◆ Stored records:
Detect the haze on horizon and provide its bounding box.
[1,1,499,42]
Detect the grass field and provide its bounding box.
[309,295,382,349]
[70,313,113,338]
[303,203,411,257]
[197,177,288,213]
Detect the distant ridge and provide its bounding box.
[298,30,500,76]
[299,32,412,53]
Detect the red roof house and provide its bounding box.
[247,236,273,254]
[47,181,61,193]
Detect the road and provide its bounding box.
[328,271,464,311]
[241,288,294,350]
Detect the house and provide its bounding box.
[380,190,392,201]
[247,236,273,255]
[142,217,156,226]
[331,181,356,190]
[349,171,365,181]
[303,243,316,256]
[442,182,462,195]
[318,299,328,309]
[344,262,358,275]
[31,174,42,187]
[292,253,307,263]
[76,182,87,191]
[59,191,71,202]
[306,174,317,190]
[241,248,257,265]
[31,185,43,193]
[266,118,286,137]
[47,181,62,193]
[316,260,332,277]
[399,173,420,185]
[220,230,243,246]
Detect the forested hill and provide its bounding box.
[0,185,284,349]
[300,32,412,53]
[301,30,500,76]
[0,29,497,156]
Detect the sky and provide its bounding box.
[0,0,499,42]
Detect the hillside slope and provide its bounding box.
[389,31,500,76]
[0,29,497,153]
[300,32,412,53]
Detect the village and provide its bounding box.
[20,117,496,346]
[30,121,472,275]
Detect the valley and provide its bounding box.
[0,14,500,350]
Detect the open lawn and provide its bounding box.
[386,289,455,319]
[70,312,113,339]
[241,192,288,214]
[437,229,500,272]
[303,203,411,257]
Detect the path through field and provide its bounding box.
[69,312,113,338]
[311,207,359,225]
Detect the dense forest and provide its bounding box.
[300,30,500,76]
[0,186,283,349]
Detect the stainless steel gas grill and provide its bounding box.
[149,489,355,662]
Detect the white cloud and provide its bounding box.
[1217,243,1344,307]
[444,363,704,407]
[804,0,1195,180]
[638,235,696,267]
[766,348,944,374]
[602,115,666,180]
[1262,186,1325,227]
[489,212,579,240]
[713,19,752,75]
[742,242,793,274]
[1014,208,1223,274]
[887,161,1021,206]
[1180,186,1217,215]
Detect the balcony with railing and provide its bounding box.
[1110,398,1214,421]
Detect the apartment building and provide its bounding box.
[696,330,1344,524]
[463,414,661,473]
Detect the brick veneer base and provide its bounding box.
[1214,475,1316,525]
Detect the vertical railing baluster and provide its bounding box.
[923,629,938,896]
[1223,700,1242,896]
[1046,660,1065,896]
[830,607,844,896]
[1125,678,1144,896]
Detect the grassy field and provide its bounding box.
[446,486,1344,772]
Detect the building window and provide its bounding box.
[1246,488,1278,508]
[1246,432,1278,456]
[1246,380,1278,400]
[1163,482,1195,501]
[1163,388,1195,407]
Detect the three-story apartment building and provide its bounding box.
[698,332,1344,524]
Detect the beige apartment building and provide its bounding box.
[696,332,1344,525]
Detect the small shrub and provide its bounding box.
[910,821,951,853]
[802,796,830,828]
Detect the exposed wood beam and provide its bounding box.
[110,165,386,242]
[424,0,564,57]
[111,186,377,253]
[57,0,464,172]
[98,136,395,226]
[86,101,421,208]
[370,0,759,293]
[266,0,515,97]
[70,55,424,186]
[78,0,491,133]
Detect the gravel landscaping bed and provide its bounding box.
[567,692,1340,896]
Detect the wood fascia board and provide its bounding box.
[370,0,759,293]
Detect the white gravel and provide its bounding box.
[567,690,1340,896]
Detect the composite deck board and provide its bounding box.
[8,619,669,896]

◆ Given problem: Repeat every record exactly as written, please.

◆ The result:
Detect the haze on horizon and provide its bounding box.
[1,1,499,42]
Detect the grass field and provide its bounding box.
[309,295,382,349]
[70,313,113,338]
[303,203,411,257]
[197,177,288,213]
Detect the distant ridge and provide its bounding box.
[298,30,500,76]
[299,32,412,53]
Detect the red roof house and provide its bounding box.
[247,236,273,254]
[47,181,61,193]
Detect the road and provide its bounding box.
[328,271,464,311]
[241,288,294,350]
Detect the house and provide its bounding box.
[380,190,392,201]
[247,236,273,255]
[142,217,156,226]
[331,181,356,190]
[349,171,365,181]
[303,243,316,256]
[442,182,462,195]
[318,299,328,309]
[344,262,358,275]
[31,174,42,187]
[292,253,307,263]
[76,182,87,191]
[59,191,71,202]
[306,174,317,190]
[241,248,257,265]
[31,185,43,193]
[266,118,286,137]
[47,181,62,193]
[316,260,332,277]
[399,173,420,185]
[220,230,243,246]
Detect the forested hill and provide its bounding box.
[0,185,284,349]
[300,32,412,53]
[301,30,500,76]
[0,29,497,156]
Detect the sky and provide its bounding box.
[0,0,499,42]
Detect the hillside slope and provide its bounding box.
[389,31,500,76]
[0,29,497,153]
[300,32,412,53]
Detect the village and provide its bounding box.
[20,117,496,346]
[30,121,472,275]
Detect the valley and provide its bounding box.
[0,14,500,350]
Detect the open lawn and provide its bounding box.
[386,289,455,319]
[70,312,113,339]
[241,192,288,214]
[437,229,500,272]
[303,203,411,257]
Detect the path through field and provide its bounding box.
[69,312,113,338]
[311,207,359,225]
Detect the dense forest and provide its bounding box.
[300,30,500,76]
[0,186,283,349]
Detect the stainless steel gas grill and provide its bounding box.
[149,489,355,662]
Detect the white cloud and provide its bounding box.
[1217,243,1344,307]
[444,363,704,407]
[804,0,1195,180]
[638,235,696,267]
[766,348,944,374]
[602,115,666,180]
[1262,186,1325,227]
[489,212,579,240]
[713,19,752,75]
[742,242,793,274]
[1014,208,1223,274]
[887,161,1021,206]
[1180,186,1217,215]
Detect the balcony with railing and provide its bounding box.
[1110,398,1214,421]
Detect the apartment building and provide its bounding box.
[696,330,1344,524]
[463,414,661,473]
Detect the brick veneer base and provide its bounding box.
[1214,475,1316,525]
Detect the vertical railing baluster and provide its bounding box.
[923,629,938,896]
[1223,700,1242,896]
[1046,660,1065,896]
[830,607,844,896]
[1125,678,1144,896]
Detect the grassy field and provide its bounding box.
[446,486,1344,772]
Detect the building window and provide its bounding box.
[1246,488,1278,508]
[1246,432,1278,456]
[1246,380,1278,400]
[1163,482,1195,501]
[1163,388,1195,407]
Detect the three-story apartment building and provide its bounding box.
[698,332,1344,524]
Detect the beige apartment building and provide its bounding box.
[696,332,1344,525]
Detect the small shrub and provide its bounding box.
[910,821,951,853]
[802,796,830,828]
Detect the exposed wood beam and provide its bounding box.
[110,165,386,242]
[424,0,564,57]
[111,186,377,253]
[57,0,464,172]
[98,136,395,226]
[86,101,421,208]
[370,0,759,293]
[266,0,515,97]
[70,55,424,186]
[78,0,491,133]
Detect the gravel landscaping bed and provide its bounding box.
[567,692,1340,896]
Detect the wood fascia board and provide its bounding box.
[370,0,759,293]
Detect the white gravel and provide its bounding box.
[567,690,1340,896]
Detect the composite deck board and provide its bounding box.
[8,619,669,896]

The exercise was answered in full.